**Requests:**
A - Please reproduce the passage of the vectorization article starting at "I will discuss" and ending at "the previous article.", switching "compilers" to "toolchains".
B - Name each of the areas in which the vectorization article says it will discuss the limitations of automatic vectorization.

**Source document:**
--- Begin ---

Automatic Vectorization
At the end of the previous article, I mentioned gcc's ability to automatically vectorize scalar code—a feature of most widely accepted C compilers. The benchmark program I ran was compiled at a lower optimization level where auto-vectorization is disabled, which allowed me to showcase performance gains from SIMD.
Let's recompile the benchmark program at the highest optimization level to see how well auto-vectorized scalar code produced by the compiler performs. Compiling with gcc -O3 -march=native, these are the results of the same benchmark on my system.
Scalar: 1.03859s
SSE: 1.9258s
AVX: 1.0152s
The auto-vectorized scalar code performs about as well as the manually vectorized code using AVX intrinsics.
These results beg the question—why would anyone ever choose to manually vectorize their code using SIMD intrinsics, even in the context of writing performance-critical software? Manually vectorized code is not portable across CPU architectures, and even within the same architecture. Additionally, manually vectorized code is more difficult to read and maintain, using function calls for simple arithmetic expressions and introducing concerns regarding memory alignment. If the same performance gains can be achieved through auto-vectorization without these sacrifices, then why even bother?
I will discuss the limitations of automatic vectorization and how they can be overcome through manual vectorization with regards to three areas.
Code complexity: compilers produce longer and more complex vectorized code due to relaxed assumptions
Delegation: compilers will not vectorize delegated computations not known at compile-time
Structured data: compilers will not arrange data structures to benefit from vectorization for you
Code Complexity
Let's revisit the two array squaring functions from the previous article.
void square_scalar(float *dst, float *src, size_t length) {
for (size_t i = 0; i < length; ++i)
dst[i] = src[i] * src[i];
}
void square_sse(__m128 *dst, __m128 *src, size_t length) {
size_t nstrides = (length + 3) / 4;
for (size_t i = 0; i < nstrides; ++i)
dst[i] = _mm_mul_ps(src[i], src[i]);
}
Using gcc with the highest optimization level, square_scalar compiles to 49 machine code instructions, while square_sse compiles to only 12 instructions. That's four times the number of instructions to implement the seemingly simpler, scalar function.
Recall that the square_sse function makes certain assumptions about the data which allow it to be expressed almost as concisely as the scalar function. Namely, it assumes that the memory for the dst and src arrays have been allocated such that they can contain a number of floating point elements that is a multiple of the stride length. This makes a scalar clean-up loop unnecessary, because even if the actual number of floating point elements stored in the array is not divisible by the stride length, the array is padded so that a whole number of strides can fit inside it. Instead of overflowing the buffer, the final stride will simply operate on allocated, but partially uninitialized memory.

--- End ---

**Material supplied:**
--- Begin ---

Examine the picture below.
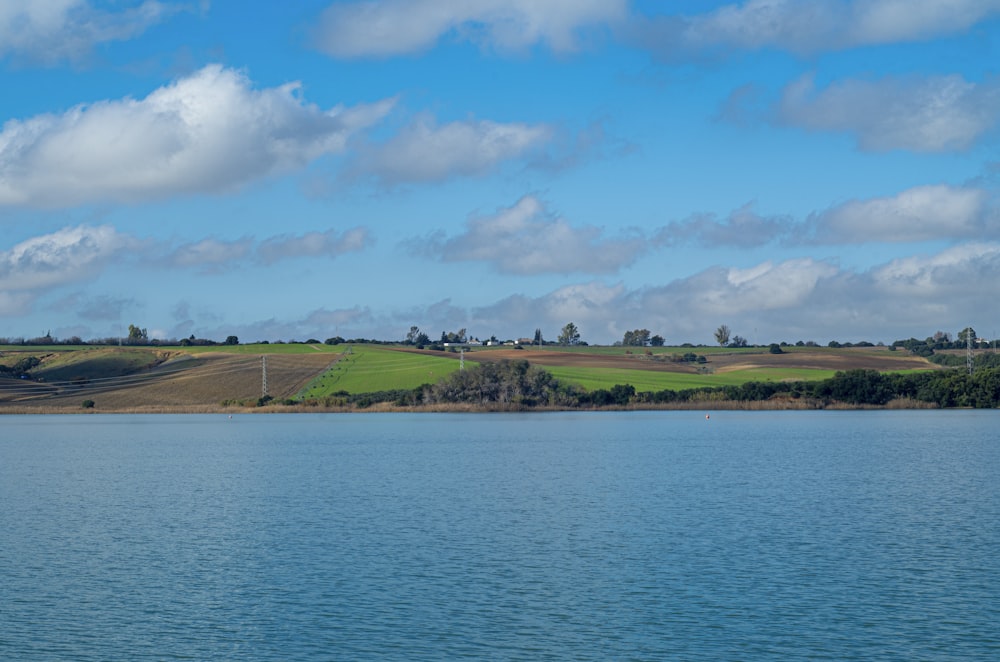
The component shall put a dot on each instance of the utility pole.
(968, 349)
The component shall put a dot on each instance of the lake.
(584, 536)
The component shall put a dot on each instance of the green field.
(369, 368)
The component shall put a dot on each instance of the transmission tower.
(968, 350)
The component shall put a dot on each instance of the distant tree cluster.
(520, 385)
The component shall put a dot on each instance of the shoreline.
(385, 408)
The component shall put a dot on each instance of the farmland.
(203, 378)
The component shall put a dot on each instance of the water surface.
(647, 535)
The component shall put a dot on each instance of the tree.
(967, 335)
(417, 337)
(636, 338)
(722, 335)
(135, 334)
(570, 335)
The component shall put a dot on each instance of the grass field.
(368, 368)
(120, 378)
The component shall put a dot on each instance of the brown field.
(182, 383)
(819, 359)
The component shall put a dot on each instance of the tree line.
(518, 385)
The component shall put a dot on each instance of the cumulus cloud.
(312, 244)
(94, 308)
(387, 28)
(527, 239)
(48, 31)
(66, 256)
(808, 27)
(209, 132)
(214, 255)
(425, 151)
(743, 228)
(935, 114)
(796, 299)
(917, 214)
(210, 254)
(949, 273)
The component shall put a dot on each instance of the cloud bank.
(210, 132)
(807, 28)
(425, 151)
(526, 239)
(400, 27)
(47, 31)
(935, 114)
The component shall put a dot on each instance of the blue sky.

--- End ---

**Solved tasks:**
A -
I will discuss the limitations of automatic vectorization and how they can be overcome through manual vectorization with regards to three areas.
Code complexity: toolchains produce longer and more complex vectorized code due to relaxed assumptions
Delegation: toolchains will not vectorize delegated computations not known at compile-time
Structured data: toolchains will not arrange data structures to benefit from vectorization for you
Code Complexity
Let's revisit the two array squaring functions from the previous article.

B - Code complexity, Delegation, Structured data